===== ページ抜粋 =====
20190217-1

アマゾンの初売りセールで米ドラマ「ブレイキング・バッド」のBru-rayボックスセットが安売りになっていたので1万4000千円もしたが買ってしまった。面白いと評判なので見たかったのだが、いつまで待ってもアマゾンプライムで無料配信されそうにないので買った。

休みのたびに見ているのだが、聞きしに勝る面白さだ。高校の化学教師が肺がんで余命僅かなことを知り、治療費と家族の今後の生活費を稼ぐために覚醒剤であるメタンフェタミン(メス)作りに手を出すという話だ。元々優秀な化学者だけあってメスの生成にかけては超一流であるが、麻薬に関しては素人であるため、売人を中心に様々なトラブルに巻き込まれる。
メタンフェタミンは明治時代に日本人が合成方法を発見した有機化合物であるが、当時は覚醒剤としての成分が知られていなかった。日本では医療用麻薬としてヒロポンの名前で広く知られている。高校教師がその覚醒剤作りに手を出して次々とトラブルに見舞われるわけだが、まあ当然だろう。

まだ途中までしか見ていないのだが、非常に面白いのでやめどきが分からなくて困ってしまう。

「ブレイキング・バッド」は普通の高校教師のオッサンがどんどん悪い世界に引きずり込まれていく様子が非常に興味深いのだが、ドラマの内容に付随してアメリカの健康保険や医療制度の実態を知ることもでき、それもまた興味深い。

アメリカの保険や医療の制度は先進国では最悪だとよく聞くが、本当に最悪だと思う。
主人公が肺がんを知ったとき、自分が加入していた健康保険では治療がカバーできなかったことが麻薬作りのきっかけとなる。アメリカの健康保険は月々の支払いが高額なくせに、受信できる病院や受けられる治療が契約によって指定されている。そのため、受けるべき治療であっても保険でカバーされないし金もないという理由で受けないアメリカ人が山ほどいるのだ。
===== 提供データ =====
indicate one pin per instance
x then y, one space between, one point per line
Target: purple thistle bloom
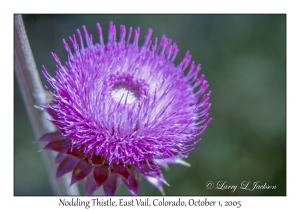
123 110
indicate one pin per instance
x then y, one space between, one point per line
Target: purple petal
53 136
110 186
75 152
156 182
120 169
52 113
59 157
90 185
59 146
132 183
96 160
82 169
100 175
164 162
66 166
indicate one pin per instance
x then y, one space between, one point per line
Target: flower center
124 93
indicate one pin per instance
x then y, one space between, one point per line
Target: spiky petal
123 110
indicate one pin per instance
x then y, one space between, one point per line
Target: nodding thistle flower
122 110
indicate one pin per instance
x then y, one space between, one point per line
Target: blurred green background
244 60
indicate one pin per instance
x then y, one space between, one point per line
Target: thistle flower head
123 110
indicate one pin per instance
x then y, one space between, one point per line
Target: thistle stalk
33 94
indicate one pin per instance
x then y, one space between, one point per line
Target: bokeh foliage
244 60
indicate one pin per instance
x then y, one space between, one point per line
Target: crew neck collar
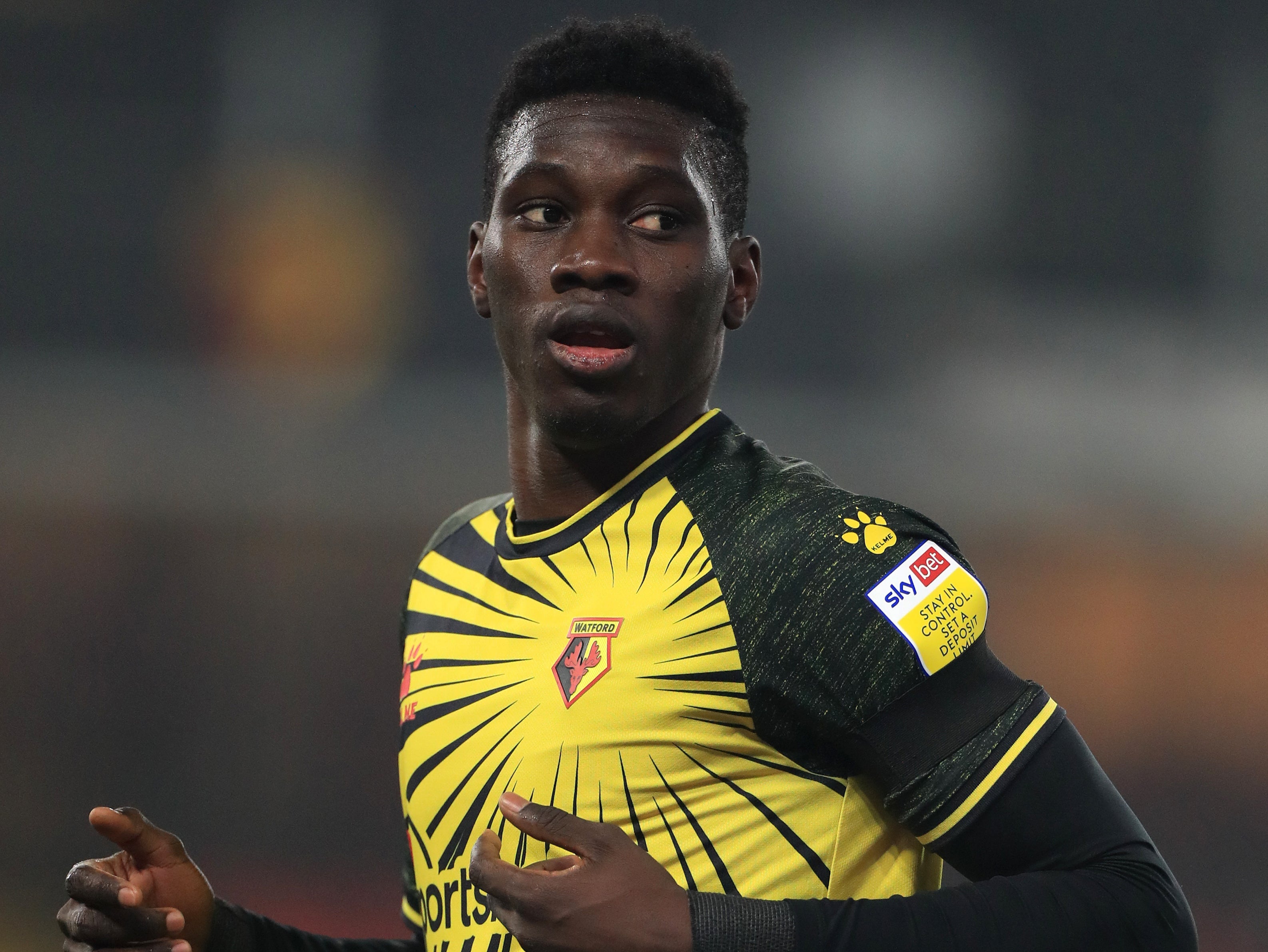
553 538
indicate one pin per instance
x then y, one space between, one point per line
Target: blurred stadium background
1017 274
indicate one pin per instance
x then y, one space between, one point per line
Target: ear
476 269
745 282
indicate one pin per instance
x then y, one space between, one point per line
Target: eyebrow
647 172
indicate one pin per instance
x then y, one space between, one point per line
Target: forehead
575 131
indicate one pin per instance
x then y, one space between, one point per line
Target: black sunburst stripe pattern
478 556
675 683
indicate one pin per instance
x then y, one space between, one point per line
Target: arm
236 930
152 897
1058 861
1059 864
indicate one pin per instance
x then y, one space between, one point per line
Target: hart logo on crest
588 657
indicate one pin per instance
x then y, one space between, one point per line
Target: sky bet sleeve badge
935 604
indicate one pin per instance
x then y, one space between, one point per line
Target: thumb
149 846
553 826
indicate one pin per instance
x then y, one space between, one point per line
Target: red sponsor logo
929 566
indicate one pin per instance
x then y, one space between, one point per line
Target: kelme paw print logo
877 537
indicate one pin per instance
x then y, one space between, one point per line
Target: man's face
604 267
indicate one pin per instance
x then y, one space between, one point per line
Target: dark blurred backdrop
1016 277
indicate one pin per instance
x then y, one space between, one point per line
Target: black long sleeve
236 930
1058 861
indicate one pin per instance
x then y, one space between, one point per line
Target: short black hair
638 56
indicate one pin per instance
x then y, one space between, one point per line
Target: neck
553 482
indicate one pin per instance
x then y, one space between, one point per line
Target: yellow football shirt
774 686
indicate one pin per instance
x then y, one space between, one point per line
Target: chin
590 425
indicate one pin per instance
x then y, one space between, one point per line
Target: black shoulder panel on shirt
937 716
462 518
447 529
819 660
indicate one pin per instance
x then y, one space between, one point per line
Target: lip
591 340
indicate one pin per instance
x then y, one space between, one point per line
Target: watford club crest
588 657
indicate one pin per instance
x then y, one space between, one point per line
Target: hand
149 897
612 897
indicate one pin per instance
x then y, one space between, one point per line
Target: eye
657 222
544 214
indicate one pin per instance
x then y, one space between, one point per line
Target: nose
595 258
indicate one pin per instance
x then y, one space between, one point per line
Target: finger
553 826
117 927
163 946
556 864
498 878
93 886
128 828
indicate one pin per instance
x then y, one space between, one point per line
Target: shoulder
462 518
778 507
805 566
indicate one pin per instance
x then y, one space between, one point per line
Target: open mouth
591 347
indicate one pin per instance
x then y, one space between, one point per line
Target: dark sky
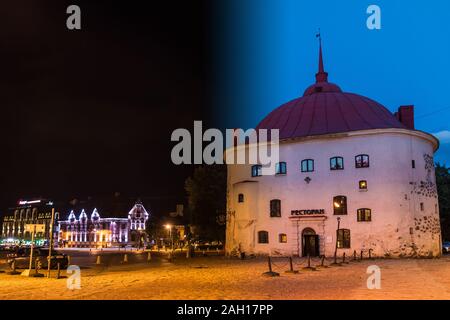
90 112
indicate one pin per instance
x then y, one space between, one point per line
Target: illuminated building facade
28 212
95 231
352 176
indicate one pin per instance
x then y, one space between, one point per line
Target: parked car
446 247
22 258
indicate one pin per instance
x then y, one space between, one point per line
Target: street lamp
337 235
169 227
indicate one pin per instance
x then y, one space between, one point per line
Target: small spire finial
321 75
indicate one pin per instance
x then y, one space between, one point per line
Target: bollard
291 267
308 267
322 263
270 273
343 258
335 263
13 268
188 253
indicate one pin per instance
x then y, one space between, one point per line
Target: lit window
275 208
362 185
343 238
364 214
263 237
280 168
256 170
337 163
362 161
307 165
340 205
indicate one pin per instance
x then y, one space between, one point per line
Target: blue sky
267 51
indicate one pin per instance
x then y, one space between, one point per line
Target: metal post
52 221
32 246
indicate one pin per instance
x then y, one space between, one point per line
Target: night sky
90 112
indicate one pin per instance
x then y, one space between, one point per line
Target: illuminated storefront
28 212
95 231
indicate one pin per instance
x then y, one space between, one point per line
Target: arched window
362 185
362 161
337 163
343 238
307 165
340 205
280 168
263 237
275 208
256 170
364 214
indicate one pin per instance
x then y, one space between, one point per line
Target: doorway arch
310 243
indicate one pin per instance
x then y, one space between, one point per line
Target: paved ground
217 277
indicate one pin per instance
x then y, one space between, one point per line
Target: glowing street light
169 227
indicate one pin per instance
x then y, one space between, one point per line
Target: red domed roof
325 109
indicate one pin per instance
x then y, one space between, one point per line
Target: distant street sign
35 227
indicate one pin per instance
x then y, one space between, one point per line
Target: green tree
206 190
443 187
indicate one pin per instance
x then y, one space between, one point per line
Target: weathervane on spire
321 75
318 35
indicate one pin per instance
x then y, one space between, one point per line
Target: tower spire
321 75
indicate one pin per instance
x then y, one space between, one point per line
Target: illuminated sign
307 212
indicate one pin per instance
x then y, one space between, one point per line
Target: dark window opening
362 185
280 168
340 205
256 170
307 165
337 163
263 237
362 161
343 238
275 208
364 214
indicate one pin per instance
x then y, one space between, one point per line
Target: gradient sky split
267 51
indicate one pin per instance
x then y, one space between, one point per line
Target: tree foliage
206 190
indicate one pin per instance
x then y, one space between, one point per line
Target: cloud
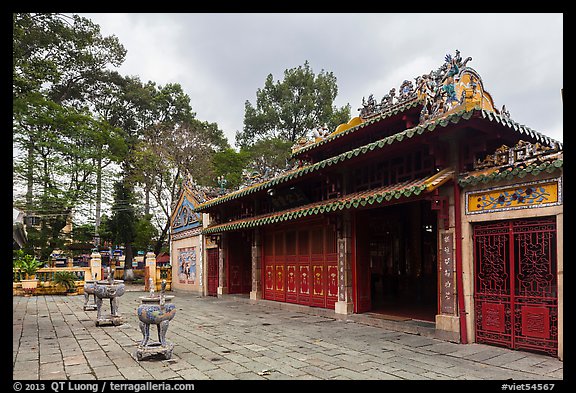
=====
* **課題の指示**
• a. 「ブレイキング・バッド」の感想文の中で、主人公が作る薬物を指して使われている呼び名をすべて挙げよ。
• b. 「ブレイキング・バッド」の感想文の最後の文に続けて、その先を書き進めよ。
記録は「ブレイキング・バッド」の感想文とは無関係である。

* **課題の解答**
• a. メタンフェタミン、メス、ヒロポン

• b.
そうでなくともアメリカの医療費は高い。一晩緊急入院しただけでウン百万円、MRIを撮影してウン百万円、手術をすればウン千万円。ブラックジャックが金持ちにふっかけるようなウソみたいな治療費だ。虫垂炎(盲腸)の手術が500万円で、保険が効いても100万円というレベルが当たり前。保険に入っていないか、入っていても保険でカバーされない治療はもちろん高額だが、保険でカバーされる治療でもやはり高額であるため、治療を受けない人が多いし、治療を受けても支払いができずに自己破産する人が多い。自己破産したアメリカ人の実に6割が、医療費が原因だという。

日本でも保険適用外の先進医療などを受ける場合は混合診療が受けられないため、歯科以外ではすべての治療が全額負担となる場合があるが、先進医療は金持ちだけが受けるもので、一般人で金がないからがん治療を諦めるとか聞いたことがない。国民皆保険であるし、保険料が安いうえ、保険でカバーされる治療も多種多様だ。手術費や治療費が高額になったとしても、高額医療費制度があるために月々の負担が数万円で済むことが多い。月々数百万円の支払いが必要になることなどまずない。

ドラマでは、主人公の義弟が麻薬取締官をしており、麻薬カルテルの男に銃撃されて入院する。撃たれた影響で下半身が不自由になるのだが、歩けるようになるためのリハビリにも保険の壁があった。保険で適用されるリハビリは週に2回だけ。いい療法士のリハビリを毎日受けるのは保険でカバーされないため、とても一般家庭では支払えないような額の費用が必要になる。
とんでもない話ではないか。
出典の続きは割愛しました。